** Data supplied follows **
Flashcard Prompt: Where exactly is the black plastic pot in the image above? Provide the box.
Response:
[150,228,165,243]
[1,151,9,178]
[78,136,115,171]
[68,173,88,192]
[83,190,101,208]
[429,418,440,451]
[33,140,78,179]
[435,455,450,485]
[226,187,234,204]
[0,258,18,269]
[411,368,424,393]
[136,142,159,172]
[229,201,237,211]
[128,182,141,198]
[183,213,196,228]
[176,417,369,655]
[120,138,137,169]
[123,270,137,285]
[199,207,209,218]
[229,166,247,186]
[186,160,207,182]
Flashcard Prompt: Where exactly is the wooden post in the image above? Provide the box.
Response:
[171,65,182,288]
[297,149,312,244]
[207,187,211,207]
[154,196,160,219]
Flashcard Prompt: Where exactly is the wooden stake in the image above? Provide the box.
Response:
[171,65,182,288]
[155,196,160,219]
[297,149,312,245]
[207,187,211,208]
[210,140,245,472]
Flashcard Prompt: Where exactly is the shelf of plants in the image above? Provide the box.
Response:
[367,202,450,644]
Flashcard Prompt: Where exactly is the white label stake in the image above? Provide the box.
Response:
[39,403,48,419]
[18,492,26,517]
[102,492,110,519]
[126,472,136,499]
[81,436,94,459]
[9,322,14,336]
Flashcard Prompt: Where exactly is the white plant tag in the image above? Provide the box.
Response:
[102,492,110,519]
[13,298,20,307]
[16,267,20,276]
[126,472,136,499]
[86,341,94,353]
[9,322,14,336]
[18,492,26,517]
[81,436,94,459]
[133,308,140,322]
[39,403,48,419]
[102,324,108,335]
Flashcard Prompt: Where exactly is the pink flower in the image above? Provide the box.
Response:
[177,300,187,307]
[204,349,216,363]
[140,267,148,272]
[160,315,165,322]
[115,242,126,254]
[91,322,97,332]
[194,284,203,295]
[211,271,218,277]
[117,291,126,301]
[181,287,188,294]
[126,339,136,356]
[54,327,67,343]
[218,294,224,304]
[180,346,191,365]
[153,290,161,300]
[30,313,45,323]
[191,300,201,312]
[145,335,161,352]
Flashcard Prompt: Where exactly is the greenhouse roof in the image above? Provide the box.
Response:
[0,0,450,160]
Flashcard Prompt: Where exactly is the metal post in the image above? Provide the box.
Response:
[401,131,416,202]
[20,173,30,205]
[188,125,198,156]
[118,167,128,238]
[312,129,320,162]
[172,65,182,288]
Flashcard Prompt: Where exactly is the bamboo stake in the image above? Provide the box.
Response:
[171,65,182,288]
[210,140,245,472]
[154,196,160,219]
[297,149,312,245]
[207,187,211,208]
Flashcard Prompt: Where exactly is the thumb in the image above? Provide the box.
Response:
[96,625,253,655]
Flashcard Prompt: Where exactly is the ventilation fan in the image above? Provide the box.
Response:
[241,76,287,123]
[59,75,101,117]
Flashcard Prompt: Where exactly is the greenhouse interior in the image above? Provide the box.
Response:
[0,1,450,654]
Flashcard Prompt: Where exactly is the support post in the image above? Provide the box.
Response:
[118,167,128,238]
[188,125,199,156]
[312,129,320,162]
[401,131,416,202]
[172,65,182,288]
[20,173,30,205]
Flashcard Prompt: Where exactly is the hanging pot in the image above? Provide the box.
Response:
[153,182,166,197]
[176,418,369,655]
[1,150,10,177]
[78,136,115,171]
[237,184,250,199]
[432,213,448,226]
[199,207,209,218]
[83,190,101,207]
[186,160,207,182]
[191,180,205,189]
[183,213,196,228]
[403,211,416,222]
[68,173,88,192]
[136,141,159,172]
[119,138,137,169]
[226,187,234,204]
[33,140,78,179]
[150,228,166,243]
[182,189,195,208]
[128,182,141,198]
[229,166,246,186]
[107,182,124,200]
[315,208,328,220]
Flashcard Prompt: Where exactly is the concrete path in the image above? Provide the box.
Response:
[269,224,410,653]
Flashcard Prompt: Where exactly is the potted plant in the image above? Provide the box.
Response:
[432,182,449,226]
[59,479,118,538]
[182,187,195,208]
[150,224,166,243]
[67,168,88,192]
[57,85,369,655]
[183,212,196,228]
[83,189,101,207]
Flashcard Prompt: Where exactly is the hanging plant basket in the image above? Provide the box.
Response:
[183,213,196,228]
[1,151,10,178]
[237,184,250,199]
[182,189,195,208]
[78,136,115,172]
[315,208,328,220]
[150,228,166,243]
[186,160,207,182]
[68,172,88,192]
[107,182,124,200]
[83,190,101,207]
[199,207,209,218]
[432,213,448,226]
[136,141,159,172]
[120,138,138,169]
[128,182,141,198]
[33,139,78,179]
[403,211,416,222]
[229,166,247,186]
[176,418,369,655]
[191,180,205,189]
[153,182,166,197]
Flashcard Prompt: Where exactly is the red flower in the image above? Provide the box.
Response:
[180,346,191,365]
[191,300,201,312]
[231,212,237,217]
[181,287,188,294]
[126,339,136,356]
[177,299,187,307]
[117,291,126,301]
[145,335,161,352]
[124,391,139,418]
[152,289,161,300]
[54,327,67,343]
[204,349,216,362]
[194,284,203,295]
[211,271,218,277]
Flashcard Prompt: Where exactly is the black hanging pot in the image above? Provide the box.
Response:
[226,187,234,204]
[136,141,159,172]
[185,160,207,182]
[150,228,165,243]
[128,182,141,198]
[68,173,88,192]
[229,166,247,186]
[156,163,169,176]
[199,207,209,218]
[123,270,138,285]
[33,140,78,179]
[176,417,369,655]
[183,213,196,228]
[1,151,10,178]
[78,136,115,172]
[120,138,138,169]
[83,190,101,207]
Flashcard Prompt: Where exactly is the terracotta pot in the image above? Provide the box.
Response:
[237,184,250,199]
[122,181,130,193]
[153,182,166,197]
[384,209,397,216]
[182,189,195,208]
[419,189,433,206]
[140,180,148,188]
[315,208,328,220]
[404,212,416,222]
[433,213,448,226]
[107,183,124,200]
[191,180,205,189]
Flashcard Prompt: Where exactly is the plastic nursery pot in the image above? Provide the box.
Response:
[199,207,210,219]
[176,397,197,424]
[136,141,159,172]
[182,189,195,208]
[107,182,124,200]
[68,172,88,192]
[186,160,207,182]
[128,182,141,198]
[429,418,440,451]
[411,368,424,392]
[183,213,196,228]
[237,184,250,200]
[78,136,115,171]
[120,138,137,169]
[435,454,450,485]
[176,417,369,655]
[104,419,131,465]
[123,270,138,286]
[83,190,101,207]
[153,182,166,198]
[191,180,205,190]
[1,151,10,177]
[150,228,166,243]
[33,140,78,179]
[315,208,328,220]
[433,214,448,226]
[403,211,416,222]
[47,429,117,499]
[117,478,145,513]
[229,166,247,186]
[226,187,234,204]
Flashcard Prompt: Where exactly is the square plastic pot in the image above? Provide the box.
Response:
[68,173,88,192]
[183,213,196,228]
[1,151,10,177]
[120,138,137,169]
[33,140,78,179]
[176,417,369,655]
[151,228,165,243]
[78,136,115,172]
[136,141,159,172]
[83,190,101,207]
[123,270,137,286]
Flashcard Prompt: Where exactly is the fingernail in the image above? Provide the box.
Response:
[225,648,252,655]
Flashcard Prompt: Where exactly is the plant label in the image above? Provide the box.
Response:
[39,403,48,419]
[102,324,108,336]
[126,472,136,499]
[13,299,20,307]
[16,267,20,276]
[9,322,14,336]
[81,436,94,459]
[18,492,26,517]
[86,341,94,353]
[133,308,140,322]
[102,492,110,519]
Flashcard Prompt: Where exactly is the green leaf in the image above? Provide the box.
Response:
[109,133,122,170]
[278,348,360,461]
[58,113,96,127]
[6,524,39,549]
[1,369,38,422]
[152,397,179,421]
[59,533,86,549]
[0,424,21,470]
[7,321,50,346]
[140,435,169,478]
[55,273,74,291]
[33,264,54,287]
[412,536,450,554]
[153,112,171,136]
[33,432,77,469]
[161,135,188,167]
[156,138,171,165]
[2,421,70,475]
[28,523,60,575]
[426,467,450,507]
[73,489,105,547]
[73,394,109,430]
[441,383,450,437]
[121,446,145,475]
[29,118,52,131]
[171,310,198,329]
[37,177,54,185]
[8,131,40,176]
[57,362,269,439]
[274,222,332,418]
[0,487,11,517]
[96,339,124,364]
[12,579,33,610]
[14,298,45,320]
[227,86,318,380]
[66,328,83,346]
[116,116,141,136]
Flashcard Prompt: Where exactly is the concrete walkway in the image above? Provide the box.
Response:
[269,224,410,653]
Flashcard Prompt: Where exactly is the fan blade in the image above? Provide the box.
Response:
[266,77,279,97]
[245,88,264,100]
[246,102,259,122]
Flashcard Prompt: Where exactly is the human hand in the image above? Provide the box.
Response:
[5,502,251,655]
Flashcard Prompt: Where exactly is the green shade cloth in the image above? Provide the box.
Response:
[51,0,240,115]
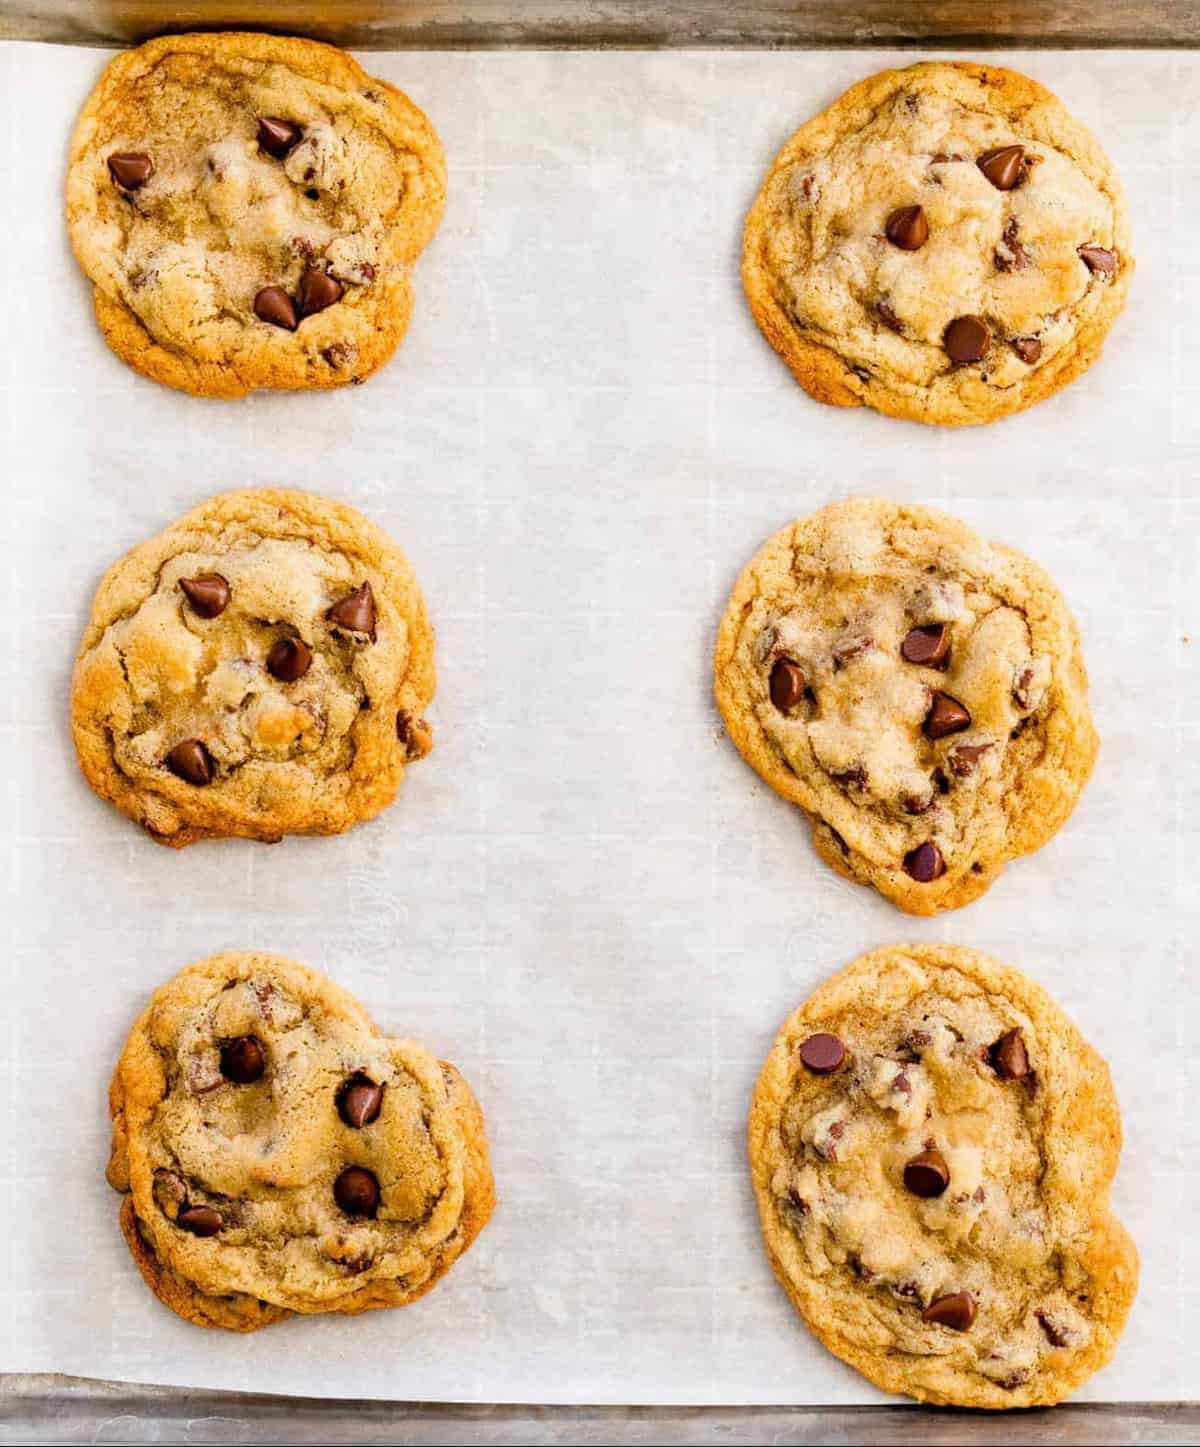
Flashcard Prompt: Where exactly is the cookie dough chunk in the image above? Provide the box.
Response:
[743,61,1131,426]
[72,489,435,847]
[66,32,446,397]
[749,945,1137,1406]
[714,500,1097,914]
[107,953,495,1331]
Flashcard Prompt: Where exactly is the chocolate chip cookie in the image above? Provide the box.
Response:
[714,500,1097,915]
[66,32,445,397]
[743,61,1131,426]
[107,952,495,1331]
[750,944,1137,1406]
[71,489,435,847]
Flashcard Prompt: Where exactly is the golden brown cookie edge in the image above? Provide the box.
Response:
[747,943,1138,1407]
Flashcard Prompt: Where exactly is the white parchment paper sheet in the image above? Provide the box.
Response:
[0,42,1195,1405]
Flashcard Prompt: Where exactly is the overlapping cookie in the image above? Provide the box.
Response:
[714,499,1097,914]
[66,32,446,397]
[107,953,495,1330]
[71,488,434,846]
[743,61,1131,425]
[749,944,1137,1406]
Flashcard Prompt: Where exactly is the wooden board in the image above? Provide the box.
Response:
[3,0,1200,49]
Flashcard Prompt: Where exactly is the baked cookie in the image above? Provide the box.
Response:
[66,32,445,397]
[71,488,435,847]
[743,61,1131,426]
[714,500,1097,915]
[107,952,495,1331]
[749,945,1137,1407]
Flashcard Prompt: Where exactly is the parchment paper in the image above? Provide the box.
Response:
[0,42,1194,1405]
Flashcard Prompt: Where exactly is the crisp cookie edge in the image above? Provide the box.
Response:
[70,487,436,847]
[741,60,1133,428]
[712,499,1099,916]
[107,952,496,1331]
[747,943,1139,1407]
[66,32,447,399]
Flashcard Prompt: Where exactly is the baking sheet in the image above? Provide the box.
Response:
[0,42,1194,1405]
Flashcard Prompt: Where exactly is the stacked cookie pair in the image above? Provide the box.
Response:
[64,30,1137,1408]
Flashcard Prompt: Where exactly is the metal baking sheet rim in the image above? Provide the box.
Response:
[4,0,1200,50]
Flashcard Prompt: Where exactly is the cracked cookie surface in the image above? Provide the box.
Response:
[743,61,1131,426]
[71,488,435,847]
[66,32,446,397]
[107,952,495,1331]
[714,500,1097,915]
[749,945,1137,1406]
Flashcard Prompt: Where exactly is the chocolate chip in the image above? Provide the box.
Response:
[902,790,934,815]
[944,315,991,364]
[257,116,301,158]
[266,637,313,682]
[327,582,376,637]
[833,636,872,669]
[903,841,945,883]
[876,300,903,334]
[396,711,433,760]
[166,739,213,786]
[177,1205,223,1237]
[831,766,867,790]
[298,268,344,319]
[1037,1309,1071,1347]
[900,624,949,667]
[254,286,297,331]
[334,1166,380,1217]
[977,144,1024,190]
[994,218,1030,273]
[220,1035,265,1084]
[930,152,965,165]
[923,1291,976,1331]
[1011,336,1042,364]
[337,1076,385,1128]
[989,1028,1030,1080]
[903,1149,950,1198]
[885,205,929,251]
[785,1187,809,1216]
[924,693,971,740]
[1078,244,1117,275]
[178,573,230,619]
[107,152,154,189]
[798,1033,845,1074]
[1013,664,1038,712]
[988,1365,1032,1390]
[769,659,805,711]
[949,742,992,777]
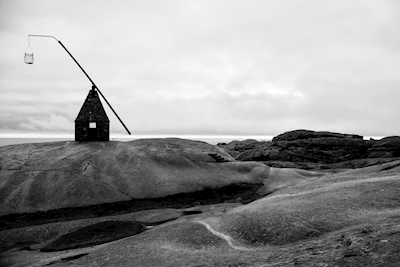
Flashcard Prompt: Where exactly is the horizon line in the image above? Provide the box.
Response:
** End of Data supplied **
Exactly and only the lines from the line containing "Flashcard Prompt: Where exactly is the horizon" through the final line of the records above must be returned.

Flashcard Prompt: Where exactly is the horizon line in the image above? Provide the box.
Response:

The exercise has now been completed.